* begin Data shown *
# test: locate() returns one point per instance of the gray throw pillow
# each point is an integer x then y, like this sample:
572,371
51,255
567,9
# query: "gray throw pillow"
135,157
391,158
* end Data shown *
## Aim
Every record should be repeated exactly; please leave none out.

## Full answer
# test: locate() returns one point per instance of the gray throw pillow
# each point is an integer x then y, like this sample:
572,371
51,255
567,9
# query: "gray throw pillow"
135,157
391,158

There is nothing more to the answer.